- [Instructions to follow] In the records below, tally the lines that contain the word "cliff" and give only that number.

- [Extracted information]
—————
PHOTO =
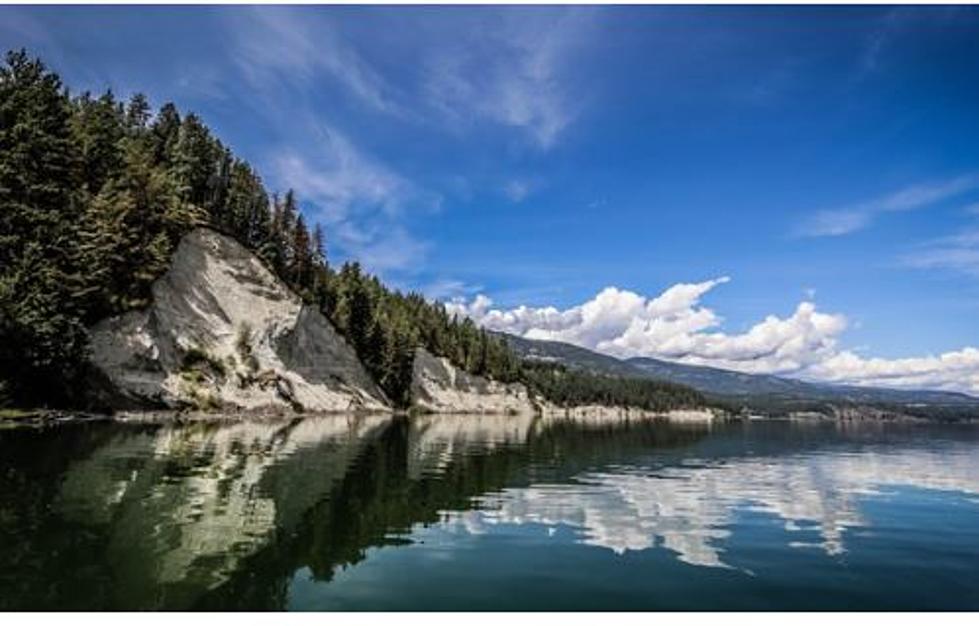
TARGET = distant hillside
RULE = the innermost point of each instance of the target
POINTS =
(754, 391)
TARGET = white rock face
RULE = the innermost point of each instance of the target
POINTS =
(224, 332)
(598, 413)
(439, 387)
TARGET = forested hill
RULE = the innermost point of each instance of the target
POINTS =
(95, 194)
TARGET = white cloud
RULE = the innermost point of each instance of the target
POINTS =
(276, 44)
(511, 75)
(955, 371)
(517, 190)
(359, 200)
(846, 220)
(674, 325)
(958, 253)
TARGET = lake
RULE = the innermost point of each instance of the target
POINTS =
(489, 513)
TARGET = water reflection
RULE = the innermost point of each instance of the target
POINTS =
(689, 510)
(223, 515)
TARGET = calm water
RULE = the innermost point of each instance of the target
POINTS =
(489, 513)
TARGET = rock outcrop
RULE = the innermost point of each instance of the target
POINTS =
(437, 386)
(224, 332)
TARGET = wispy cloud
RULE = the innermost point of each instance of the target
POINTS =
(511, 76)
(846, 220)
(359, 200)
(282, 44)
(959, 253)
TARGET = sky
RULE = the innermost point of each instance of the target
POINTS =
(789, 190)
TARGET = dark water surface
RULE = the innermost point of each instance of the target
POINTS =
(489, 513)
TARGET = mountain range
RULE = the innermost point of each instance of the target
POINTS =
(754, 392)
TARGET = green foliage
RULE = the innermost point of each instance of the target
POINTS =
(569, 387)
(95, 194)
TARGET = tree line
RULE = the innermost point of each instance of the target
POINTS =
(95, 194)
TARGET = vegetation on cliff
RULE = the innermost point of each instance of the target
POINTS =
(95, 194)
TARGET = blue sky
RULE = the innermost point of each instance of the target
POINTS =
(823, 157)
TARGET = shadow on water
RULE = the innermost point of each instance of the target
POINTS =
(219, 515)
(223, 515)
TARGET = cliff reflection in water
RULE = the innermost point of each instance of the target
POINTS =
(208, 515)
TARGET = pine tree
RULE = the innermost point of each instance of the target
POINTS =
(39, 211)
—————
- [Answer to this exercise] 2